Various nearby rural areas became new encampments for the protesters. More than fifty trucks moved to a truck stop in Champlain Township, near Vankleek Hill, immediately following the Ottawa clearance. In interviews, those at the site mention plans to continue the convoy, with no specifics. Sites have also opened in Trent Lakes and near Kinburn, in West Carleton-March Ward. (Protesters originally intended to use the Arnprior Airport.) As of February 17, 2022, a farm in Russell Township, outside of Embrun, continued to be used by truckers as a convoy base camp. The Ontario Provincial Police is monitoring the site. As of February 20, the site near Kinburn remained active. Prime Minister Trudeau has commented, saying the groups were showing a "desire or an openness" to return. "A few days" before February 21, a convoy from Fort McMurray, Alberta was turned away at the Manitoba border. At a special meeting of the Ottawa Police Services Board on February 24, Acting Chief Bell feels the Highway Traffic Act and other laws would be enough to manage a possible return, despite removal of the Emergencies Act.

On March 5, a human chain was formed along Wellington Street, as a "freedom protest." Some later relocated to the Ottawa-Carleton Detention Centre, demanding Lich and King be released. Ottawa residents protested the delayed police response.

On March 26, a convoy demonstration from Quebec made what police called a "symbolic passage" through downtown Ottawa on its way to Vankleek Hill.

(Collected data entries)
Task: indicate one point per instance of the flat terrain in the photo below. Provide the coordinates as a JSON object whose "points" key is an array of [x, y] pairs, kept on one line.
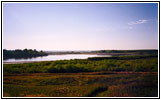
{"points": [[125, 76], [102, 84]]}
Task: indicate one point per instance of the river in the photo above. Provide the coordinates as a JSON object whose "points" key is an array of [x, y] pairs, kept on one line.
{"points": [[54, 57]]}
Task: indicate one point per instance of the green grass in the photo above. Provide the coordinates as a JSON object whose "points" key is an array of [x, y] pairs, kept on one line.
{"points": [[127, 63], [127, 76], [78, 85]]}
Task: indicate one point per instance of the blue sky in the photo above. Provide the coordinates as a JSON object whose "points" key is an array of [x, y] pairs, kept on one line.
{"points": [[80, 26]]}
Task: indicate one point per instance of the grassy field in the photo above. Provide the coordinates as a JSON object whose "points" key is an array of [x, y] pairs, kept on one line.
{"points": [[128, 76]]}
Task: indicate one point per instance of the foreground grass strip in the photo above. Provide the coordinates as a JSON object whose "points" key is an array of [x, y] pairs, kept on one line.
{"points": [[96, 90]]}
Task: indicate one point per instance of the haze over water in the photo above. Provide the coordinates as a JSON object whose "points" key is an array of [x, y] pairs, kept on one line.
{"points": [[80, 26]]}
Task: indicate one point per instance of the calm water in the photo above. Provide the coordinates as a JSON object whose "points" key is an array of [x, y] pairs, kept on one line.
{"points": [[55, 57]]}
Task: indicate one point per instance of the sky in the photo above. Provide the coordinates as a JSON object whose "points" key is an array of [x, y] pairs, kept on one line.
{"points": [[80, 26]]}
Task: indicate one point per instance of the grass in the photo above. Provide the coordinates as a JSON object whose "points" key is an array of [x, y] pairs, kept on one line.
{"points": [[80, 85], [129, 63], [130, 76]]}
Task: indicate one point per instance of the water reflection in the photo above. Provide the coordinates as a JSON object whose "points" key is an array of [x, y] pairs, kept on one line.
{"points": [[55, 57]]}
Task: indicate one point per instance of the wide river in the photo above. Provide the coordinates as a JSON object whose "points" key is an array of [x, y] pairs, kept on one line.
{"points": [[55, 57]]}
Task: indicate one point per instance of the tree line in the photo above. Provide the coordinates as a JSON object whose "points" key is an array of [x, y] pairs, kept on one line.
{"points": [[26, 53]]}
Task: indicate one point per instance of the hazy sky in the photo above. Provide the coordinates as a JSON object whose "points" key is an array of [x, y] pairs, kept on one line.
{"points": [[80, 26]]}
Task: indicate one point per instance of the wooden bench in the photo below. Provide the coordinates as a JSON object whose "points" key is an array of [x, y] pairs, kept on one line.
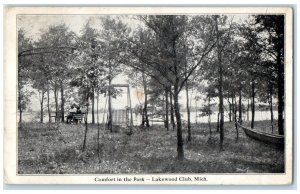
{"points": [[76, 117]]}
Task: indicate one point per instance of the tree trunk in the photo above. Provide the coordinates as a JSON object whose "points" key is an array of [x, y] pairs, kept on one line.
{"points": [[98, 131], [93, 106], [218, 122], [280, 83], [56, 102], [252, 103], [20, 107], [172, 111], [145, 118], [109, 122], [86, 126], [167, 109], [42, 106], [235, 120], [180, 153], [240, 105], [209, 113], [188, 110], [230, 107], [271, 106], [62, 108], [248, 107], [221, 108], [48, 104]]}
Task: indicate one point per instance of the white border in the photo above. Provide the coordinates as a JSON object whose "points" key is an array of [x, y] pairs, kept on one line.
{"points": [[10, 99]]}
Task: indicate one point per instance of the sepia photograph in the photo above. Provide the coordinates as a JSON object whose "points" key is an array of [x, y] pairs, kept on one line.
{"points": [[142, 93]]}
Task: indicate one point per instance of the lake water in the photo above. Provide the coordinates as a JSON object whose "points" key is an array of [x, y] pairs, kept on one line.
{"points": [[259, 115]]}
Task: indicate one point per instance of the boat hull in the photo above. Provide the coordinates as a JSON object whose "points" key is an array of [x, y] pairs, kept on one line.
{"points": [[264, 137]]}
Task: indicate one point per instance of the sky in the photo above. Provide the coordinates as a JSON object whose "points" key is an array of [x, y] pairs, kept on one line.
{"points": [[35, 25]]}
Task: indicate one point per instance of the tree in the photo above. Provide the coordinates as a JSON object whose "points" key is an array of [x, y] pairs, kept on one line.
{"points": [[273, 25], [24, 63], [164, 51]]}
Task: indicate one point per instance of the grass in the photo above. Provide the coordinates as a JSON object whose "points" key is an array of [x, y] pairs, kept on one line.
{"points": [[56, 149]]}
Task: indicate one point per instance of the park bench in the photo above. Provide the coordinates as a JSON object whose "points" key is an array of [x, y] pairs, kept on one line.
{"points": [[77, 118]]}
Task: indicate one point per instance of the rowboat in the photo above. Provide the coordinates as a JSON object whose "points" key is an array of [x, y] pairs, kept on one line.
{"points": [[268, 138]]}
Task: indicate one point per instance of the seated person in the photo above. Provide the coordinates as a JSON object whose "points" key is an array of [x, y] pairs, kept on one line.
{"points": [[71, 113], [78, 110]]}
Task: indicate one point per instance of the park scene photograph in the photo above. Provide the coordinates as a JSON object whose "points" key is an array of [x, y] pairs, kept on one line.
{"points": [[151, 94]]}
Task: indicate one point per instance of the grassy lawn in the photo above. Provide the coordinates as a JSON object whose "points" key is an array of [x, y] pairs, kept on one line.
{"points": [[56, 149]]}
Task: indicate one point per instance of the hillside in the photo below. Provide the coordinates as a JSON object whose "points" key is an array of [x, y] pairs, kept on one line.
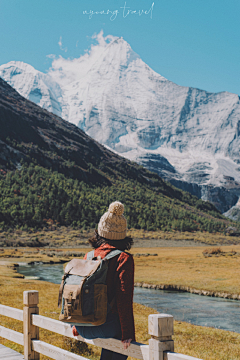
{"points": [[188, 136], [50, 169]]}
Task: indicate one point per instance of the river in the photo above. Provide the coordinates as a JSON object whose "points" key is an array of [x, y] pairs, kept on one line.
{"points": [[195, 309]]}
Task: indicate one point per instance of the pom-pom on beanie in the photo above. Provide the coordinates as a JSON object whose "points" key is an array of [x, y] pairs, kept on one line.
{"points": [[113, 225]]}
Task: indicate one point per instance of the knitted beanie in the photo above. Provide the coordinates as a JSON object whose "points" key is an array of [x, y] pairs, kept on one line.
{"points": [[113, 225]]}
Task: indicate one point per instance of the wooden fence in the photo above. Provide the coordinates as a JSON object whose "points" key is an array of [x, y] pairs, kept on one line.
{"points": [[160, 327]]}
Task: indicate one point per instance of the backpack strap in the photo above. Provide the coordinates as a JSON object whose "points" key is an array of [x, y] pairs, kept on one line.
{"points": [[112, 254], [90, 255]]}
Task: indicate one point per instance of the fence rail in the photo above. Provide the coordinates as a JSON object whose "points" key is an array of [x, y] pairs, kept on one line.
{"points": [[160, 327]]}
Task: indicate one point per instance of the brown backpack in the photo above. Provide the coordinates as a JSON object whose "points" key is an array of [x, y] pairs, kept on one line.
{"points": [[83, 290]]}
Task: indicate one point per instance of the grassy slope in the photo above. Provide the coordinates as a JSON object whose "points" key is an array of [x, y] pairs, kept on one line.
{"points": [[201, 342], [32, 134], [193, 269]]}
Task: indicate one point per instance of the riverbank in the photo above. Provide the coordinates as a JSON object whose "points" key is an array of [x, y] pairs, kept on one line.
{"points": [[193, 340], [188, 289], [67, 237], [198, 341], [180, 268]]}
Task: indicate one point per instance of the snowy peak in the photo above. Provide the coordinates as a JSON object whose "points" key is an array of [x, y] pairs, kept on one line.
{"points": [[33, 85], [183, 133]]}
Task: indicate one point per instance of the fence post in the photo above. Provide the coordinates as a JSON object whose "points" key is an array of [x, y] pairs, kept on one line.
{"points": [[30, 301], [160, 327]]}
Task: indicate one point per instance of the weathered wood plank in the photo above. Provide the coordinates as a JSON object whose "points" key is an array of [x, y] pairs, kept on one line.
{"points": [[176, 356], [136, 350], [54, 352], [7, 353], [30, 301], [11, 312], [11, 335]]}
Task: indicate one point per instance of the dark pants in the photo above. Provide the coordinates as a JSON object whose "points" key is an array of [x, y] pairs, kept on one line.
{"points": [[110, 329]]}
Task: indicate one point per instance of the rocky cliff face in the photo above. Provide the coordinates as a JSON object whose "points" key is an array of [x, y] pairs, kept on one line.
{"points": [[189, 136]]}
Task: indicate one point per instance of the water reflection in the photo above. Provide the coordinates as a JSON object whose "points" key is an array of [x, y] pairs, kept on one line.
{"points": [[195, 309]]}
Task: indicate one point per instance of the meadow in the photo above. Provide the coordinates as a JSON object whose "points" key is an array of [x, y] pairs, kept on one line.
{"points": [[183, 265]]}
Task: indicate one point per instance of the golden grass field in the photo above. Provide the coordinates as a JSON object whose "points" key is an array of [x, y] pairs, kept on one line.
{"points": [[68, 237], [183, 266]]}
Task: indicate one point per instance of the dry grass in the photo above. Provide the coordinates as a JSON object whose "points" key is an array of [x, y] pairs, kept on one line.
{"points": [[201, 342], [188, 267], [68, 237], [213, 273]]}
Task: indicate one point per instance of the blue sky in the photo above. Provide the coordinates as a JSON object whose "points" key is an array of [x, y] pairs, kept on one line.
{"points": [[190, 42]]}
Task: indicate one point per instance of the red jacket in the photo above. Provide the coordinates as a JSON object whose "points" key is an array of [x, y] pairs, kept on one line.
{"points": [[120, 283]]}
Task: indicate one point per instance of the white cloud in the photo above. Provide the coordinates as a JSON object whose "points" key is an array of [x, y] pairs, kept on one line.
{"points": [[64, 71], [61, 45]]}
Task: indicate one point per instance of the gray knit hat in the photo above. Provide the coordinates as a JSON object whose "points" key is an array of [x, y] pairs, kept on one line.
{"points": [[113, 225]]}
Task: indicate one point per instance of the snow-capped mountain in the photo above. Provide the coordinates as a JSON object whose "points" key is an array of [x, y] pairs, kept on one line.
{"points": [[189, 136]]}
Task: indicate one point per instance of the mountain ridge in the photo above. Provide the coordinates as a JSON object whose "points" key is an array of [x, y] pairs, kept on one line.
{"points": [[117, 99], [50, 169]]}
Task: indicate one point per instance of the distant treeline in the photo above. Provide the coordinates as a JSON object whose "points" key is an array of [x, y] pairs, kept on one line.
{"points": [[33, 197]]}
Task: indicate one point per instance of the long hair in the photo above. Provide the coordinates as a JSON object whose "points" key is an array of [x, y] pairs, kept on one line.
{"points": [[122, 245]]}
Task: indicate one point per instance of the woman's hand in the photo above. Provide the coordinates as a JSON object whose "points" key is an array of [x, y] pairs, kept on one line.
{"points": [[126, 343]]}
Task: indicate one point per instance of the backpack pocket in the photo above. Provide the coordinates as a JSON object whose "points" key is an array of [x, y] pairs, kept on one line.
{"points": [[100, 304]]}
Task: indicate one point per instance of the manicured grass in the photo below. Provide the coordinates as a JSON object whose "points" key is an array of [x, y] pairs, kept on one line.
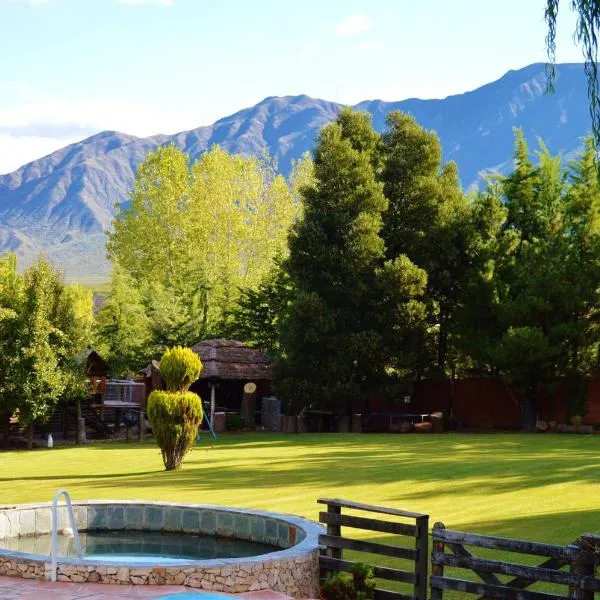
{"points": [[539, 487]]}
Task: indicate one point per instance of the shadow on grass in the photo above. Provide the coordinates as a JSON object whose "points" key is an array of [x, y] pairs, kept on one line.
{"points": [[463, 464]]}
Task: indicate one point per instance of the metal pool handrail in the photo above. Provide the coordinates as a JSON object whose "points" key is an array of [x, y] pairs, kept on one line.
{"points": [[54, 542]]}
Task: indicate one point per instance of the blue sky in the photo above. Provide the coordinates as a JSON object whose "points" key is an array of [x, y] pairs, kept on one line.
{"points": [[71, 68]]}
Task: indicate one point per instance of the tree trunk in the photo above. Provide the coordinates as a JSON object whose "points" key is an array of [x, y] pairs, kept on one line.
{"points": [[443, 343], [529, 409], [65, 420], [78, 439], [6, 430]]}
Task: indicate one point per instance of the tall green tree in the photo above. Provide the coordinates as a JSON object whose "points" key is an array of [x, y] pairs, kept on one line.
{"points": [[124, 335], [426, 220], [10, 305], [333, 339], [45, 326], [259, 312], [195, 235], [533, 310]]}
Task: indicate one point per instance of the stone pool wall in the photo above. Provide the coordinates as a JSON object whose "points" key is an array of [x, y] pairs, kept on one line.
{"points": [[293, 569]]}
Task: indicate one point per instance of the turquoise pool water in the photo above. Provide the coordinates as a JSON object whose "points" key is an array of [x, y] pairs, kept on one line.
{"points": [[131, 546]]}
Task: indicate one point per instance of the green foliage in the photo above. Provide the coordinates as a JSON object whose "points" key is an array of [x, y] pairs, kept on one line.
{"points": [[196, 236], [427, 220], [358, 584], [45, 327], [256, 319], [124, 336], [339, 587], [355, 306], [180, 367], [532, 311], [175, 418]]}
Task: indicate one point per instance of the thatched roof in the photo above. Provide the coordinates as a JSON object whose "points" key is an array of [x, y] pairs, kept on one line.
{"points": [[228, 359]]}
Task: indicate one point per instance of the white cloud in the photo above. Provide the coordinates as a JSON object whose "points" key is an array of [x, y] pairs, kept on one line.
{"points": [[17, 151], [353, 24], [35, 122], [34, 3], [308, 49], [136, 2], [370, 47]]}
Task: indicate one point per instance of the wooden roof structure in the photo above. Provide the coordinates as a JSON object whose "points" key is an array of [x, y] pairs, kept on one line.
{"points": [[95, 365], [229, 359]]}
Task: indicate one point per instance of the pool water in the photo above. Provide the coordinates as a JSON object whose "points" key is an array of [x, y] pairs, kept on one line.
{"points": [[140, 546]]}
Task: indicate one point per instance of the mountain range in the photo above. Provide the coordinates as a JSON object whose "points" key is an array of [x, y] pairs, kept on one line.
{"points": [[63, 203]]}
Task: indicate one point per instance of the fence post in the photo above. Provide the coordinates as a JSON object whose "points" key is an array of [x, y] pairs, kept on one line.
{"points": [[584, 564], [422, 547], [335, 530], [437, 546]]}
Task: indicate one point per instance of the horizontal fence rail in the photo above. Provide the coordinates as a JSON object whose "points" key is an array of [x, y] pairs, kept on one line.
{"points": [[578, 581], [334, 544]]}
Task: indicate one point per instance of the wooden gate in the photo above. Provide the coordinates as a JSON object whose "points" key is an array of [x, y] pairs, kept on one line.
{"points": [[578, 581], [332, 556]]}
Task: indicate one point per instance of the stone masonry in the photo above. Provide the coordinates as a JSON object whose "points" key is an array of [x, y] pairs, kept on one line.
{"points": [[293, 570]]}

§ **QUESTIONS**
1. Please reproduce the part of the convoy text between "On March 5, a" and "delayed police response.", inclusive.
2. Decide whether each statement agrees with the convoy text, answering yes or no and quoting the words that settle it: (a) More than fifty trucks went to a truck stop in Champlain Township. (b) A convoy from Fort McMurray was let through at the Manitoba border. (c) The site near Kinburn was still active as of February 20.

§ **RESPONSE LIST**
1.
On March 5, a human chain was formed along Wellington Street, as a "freedom protest." Some later relocated to the Ottawa-Carleton Detention Centre, demanding Lich and King be released. Ottawa residents protested the delayed police response.

2.
(a) Yes: "More than fifty trucks moved to a truck stop in Champlain Township, near Vankleek Hill"
(b) No: "a convoy from Fort McMurray, Alberta was turned away at the Manitoba border"
(c) Yes: "As of February 20, the site near Kinburn remained active."